## Start Supplied material

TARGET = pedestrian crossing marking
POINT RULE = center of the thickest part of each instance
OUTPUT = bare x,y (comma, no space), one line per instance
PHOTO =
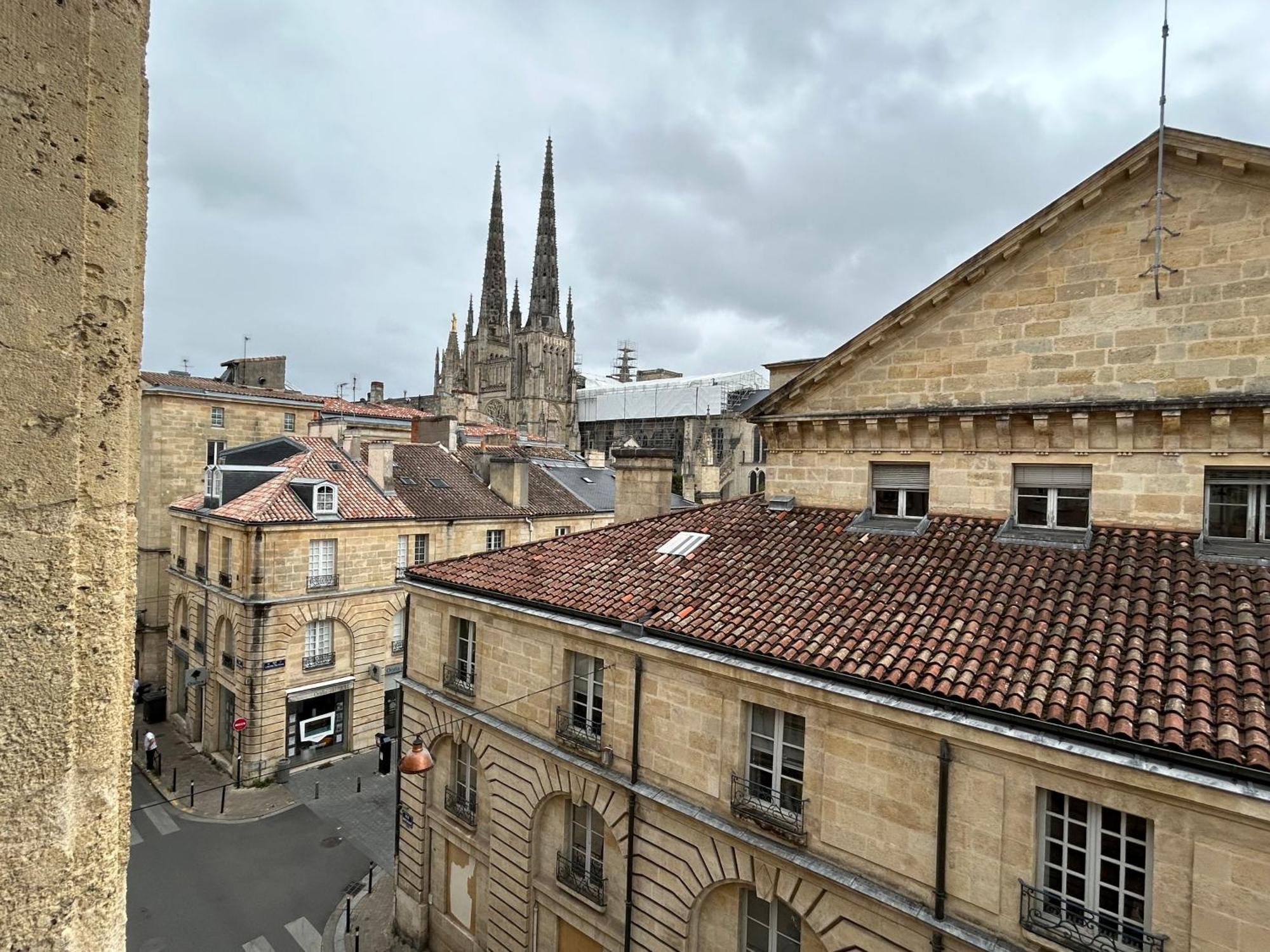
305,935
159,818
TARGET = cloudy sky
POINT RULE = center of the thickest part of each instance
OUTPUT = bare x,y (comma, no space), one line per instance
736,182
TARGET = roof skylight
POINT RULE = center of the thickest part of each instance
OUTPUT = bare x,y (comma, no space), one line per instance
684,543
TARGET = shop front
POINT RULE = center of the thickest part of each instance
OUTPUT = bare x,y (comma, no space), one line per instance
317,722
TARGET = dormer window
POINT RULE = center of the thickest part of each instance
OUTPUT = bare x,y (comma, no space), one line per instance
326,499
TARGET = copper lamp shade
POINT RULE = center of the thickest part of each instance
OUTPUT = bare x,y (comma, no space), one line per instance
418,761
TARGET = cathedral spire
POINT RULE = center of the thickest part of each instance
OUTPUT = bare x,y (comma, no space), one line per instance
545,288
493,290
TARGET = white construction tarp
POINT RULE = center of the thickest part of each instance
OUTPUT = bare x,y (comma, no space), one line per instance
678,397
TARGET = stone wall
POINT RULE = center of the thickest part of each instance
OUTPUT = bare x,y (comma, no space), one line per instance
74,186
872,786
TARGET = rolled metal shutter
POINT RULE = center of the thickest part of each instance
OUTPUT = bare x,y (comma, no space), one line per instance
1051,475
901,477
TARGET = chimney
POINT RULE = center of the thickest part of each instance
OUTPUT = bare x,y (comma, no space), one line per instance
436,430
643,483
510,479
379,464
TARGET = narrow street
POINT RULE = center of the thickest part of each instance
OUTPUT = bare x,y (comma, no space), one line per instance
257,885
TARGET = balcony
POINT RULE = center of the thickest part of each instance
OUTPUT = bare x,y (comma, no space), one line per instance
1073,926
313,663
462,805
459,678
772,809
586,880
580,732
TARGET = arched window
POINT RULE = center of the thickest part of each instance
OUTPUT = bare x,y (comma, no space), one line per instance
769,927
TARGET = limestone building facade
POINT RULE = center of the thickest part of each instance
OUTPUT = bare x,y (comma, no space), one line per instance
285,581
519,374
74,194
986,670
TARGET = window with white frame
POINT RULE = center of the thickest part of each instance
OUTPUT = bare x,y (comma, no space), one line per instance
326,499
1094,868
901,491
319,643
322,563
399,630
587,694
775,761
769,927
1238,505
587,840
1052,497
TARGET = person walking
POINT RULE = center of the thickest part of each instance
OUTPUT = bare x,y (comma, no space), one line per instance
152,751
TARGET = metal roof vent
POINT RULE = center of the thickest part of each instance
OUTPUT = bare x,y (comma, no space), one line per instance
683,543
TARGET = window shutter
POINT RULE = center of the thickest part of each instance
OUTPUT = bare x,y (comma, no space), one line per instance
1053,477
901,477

## End Supplied material

Print each of the records above exactly as written, leaving no picture in the copy.

- [Output of the task]
TARGET = pedestrian crossing marking
POINT RULE = center of the thickest part of each instance
OUTPUT = bare x,y (comma, no space), one line per instance
PHOTO =
305,935
159,818
TARGET = cloudy sky
POINT RULE = center of the thickest part of each instance
OUTPUT = bare x,y (comma, no space), one line per instance
736,182
TARGET = roof skylight
POINT RULE = center of the thickest part of each instance
OUTPUT = bare x,y (comma, no space), one line per instance
684,543
TARGET = shop front
POINT RULE = center of the thickest part of each instance
OUTPUT = bare x,y (comma, no space), one line per instance
317,722
TARGET = dormer window
POINT RULE = center of the thickest part of each instance
OUTPUT = bare x,y (comma, no space), one line per instance
326,499
TARGET = copper lamp shade
POINT RULE = center of the thickest part of each instance
OUTPUT = bare x,y (comma, no space), one line per instance
418,761
TARGET = cathedral spire
POINT RULE = center of the thickest part of each instance
OUTPUT = bare x,y (comma, no space), one line per instance
545,288
493,290
TARGET = white construction tarp
POINT RULE = center of the thickest part of each instance
OUTPUT = bare x,y (comma, no space), one line per instance
678,397
TARGET = stone wall
POINT RULE = center of the thickest part of each instance
OUTPUT = bare x,y (comma, no space), one line per instance
74,186
872,786
TARGET = rolled metal shutter
POINT RULE = center of the thickest part of each instance
OUTPUT = bare x,y (comma, no space), one line per instance
1051,475
901,477
TARGET = chimney
POINT RULE = center of the thickest part of each instance
OUTPUT = bare x,y (comma, no space), one line per instance
436,430
643,483
510,479
379,464
TARGET = narrow street
POINT RULE = center of the thickest part of each instance
OUTPUT = bare x,y (comma, no space), one line per instance
257,885
TARGET = balcony
POINT RULE = center of the thickest part of each instance
OUTPUT = bare x,y (comma, no space), one line per instance
1073,926
313,663
462,805
459,678
772,809
586,880
580,732
TARGET = arched window
POINT RULE = center of the thickest part of each instance
OUTPUT = bare x,y (comma, no space), one line per instance
769,927
TARGET = limestone building facade
POINT RULE = center of the thickest part of each instance
OUTPUT = bare x,y (comma, no space), one line per instance
285,581
519,374
74,194
986,670
TARGET = window with white frame
POINT RULE = center of the thickest part of each instance
OUTPUT = bare x,y (comma, no space), one line per instance
326,499
1094,868
901,491
319,643
322,563
399,630
587,694
775,761
769,927
1238,505
587,840
1052,497
TARGET = person walking
POINT RULE = center of the thickest part of each instance
OUTPUT = bare x,y (comma, no space), one line per instance
152,751
TARGET = metal roof vent
POINT RULE = center of the thickest part of each instance
OUTPUT = bare x,y (comma, no space), one line per instance
683,543
TARGET = window shutter
POINT RULE = center of the thickest part of each instance
OUTPUT = bare x,y (comma, no space), one line per instance
1053,477
901,477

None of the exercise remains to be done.